▶ **Location identification items**
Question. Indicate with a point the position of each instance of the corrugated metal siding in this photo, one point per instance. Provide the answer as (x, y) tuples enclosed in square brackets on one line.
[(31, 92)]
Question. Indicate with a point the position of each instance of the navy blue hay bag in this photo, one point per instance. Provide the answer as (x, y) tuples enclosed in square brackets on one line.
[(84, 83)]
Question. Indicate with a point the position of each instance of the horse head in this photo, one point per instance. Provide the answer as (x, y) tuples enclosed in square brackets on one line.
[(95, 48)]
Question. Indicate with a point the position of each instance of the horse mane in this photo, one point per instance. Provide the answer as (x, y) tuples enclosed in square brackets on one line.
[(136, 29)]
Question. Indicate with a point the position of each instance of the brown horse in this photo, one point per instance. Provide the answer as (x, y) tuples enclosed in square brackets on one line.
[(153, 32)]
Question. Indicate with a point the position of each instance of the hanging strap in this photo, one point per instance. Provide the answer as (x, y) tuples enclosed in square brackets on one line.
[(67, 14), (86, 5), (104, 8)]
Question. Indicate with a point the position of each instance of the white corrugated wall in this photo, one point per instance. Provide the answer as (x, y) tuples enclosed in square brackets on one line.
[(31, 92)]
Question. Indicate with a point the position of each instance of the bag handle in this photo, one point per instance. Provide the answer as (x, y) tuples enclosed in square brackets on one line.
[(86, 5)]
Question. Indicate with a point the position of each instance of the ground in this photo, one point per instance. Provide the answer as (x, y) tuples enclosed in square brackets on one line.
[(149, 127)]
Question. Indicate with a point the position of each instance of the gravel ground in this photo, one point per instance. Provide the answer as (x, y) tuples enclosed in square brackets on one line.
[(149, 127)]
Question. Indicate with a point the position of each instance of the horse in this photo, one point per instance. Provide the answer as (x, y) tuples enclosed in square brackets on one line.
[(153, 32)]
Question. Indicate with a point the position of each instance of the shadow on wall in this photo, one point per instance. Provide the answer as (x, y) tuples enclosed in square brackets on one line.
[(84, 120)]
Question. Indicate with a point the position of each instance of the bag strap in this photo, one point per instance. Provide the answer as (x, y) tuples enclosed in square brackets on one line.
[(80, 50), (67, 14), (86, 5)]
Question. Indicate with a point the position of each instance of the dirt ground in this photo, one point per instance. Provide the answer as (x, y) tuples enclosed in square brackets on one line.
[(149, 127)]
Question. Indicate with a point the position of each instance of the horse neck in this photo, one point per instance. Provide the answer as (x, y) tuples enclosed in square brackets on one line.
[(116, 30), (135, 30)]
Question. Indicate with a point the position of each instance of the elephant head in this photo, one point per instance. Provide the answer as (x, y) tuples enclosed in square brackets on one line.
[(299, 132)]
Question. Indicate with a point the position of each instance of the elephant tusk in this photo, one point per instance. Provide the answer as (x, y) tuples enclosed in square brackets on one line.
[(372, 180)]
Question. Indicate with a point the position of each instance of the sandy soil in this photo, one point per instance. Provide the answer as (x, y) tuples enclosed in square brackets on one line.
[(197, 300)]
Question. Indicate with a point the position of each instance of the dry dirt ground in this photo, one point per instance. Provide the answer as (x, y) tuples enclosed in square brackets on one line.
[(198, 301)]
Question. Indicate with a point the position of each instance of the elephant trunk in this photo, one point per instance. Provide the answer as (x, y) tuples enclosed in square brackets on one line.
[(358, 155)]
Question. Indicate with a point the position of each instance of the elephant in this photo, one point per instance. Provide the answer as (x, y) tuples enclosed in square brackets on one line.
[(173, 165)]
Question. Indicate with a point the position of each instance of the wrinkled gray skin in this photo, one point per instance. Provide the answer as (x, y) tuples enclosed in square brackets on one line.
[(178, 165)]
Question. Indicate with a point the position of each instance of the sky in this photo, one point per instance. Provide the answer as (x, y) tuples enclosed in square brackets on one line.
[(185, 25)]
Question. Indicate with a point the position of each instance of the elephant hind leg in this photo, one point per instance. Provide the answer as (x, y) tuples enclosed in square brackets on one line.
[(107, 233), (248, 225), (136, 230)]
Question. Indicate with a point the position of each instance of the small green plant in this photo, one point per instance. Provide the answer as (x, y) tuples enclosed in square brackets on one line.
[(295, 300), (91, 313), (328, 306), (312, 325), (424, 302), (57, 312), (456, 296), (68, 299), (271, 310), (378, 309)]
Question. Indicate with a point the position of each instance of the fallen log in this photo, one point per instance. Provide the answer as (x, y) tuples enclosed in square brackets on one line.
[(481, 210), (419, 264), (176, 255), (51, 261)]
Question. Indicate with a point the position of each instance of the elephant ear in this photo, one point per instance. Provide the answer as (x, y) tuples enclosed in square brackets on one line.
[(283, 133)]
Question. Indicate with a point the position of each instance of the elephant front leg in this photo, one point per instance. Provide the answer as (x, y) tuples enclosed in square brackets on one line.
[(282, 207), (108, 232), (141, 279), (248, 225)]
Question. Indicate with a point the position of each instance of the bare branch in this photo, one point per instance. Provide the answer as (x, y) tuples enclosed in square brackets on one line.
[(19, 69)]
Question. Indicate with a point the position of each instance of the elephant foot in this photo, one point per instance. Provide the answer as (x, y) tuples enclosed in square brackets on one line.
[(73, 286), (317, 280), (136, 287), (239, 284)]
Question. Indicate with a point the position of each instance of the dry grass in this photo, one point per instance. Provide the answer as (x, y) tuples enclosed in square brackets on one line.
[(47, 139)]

▶ **AIM**
Edit the material from the line containing "the elephant ear" through the end of the material, changing "bare branch" to "leafless branch" and leaving everything else as it is.

▶ **WRITTEN REPLY**
Question. Indicate with a point the position of each instance of the elephant ear in this photo, one point per instance. Provide the answer as (x, y) tuples enclosed in square brackets on one line.
[(283, 133)]
Question. Indicate with a point the position of each instance of the elephant front leg in this photo, one point per instance. Provide the answer as (x, y) tuples enclosed in square brackets on one line.
[(282, 207), (108, 232), (141, 279), (248, 225)]
Question. Indicate with a point the position of each instance of the leafless branch in this photo, one point per instance. Provide the answer as (x, y) tuples enclosed in square brackets on one line.
[(19, 69)]
Question. Indicate with a point the position of each instance of the elephant foot in this photo, one point per instance. Provide the answer as (x, y) tuples enclosed in square brackets on one line.
[(73, 286), (317, 280), (136, 287), (239, 284)]
Question. Indicate with a point the position of each instance of the dry grass in this photo, one point per instance. Provide the answer as (x, y) tuples enclosed in square brackets on one line.
[(47, 139)]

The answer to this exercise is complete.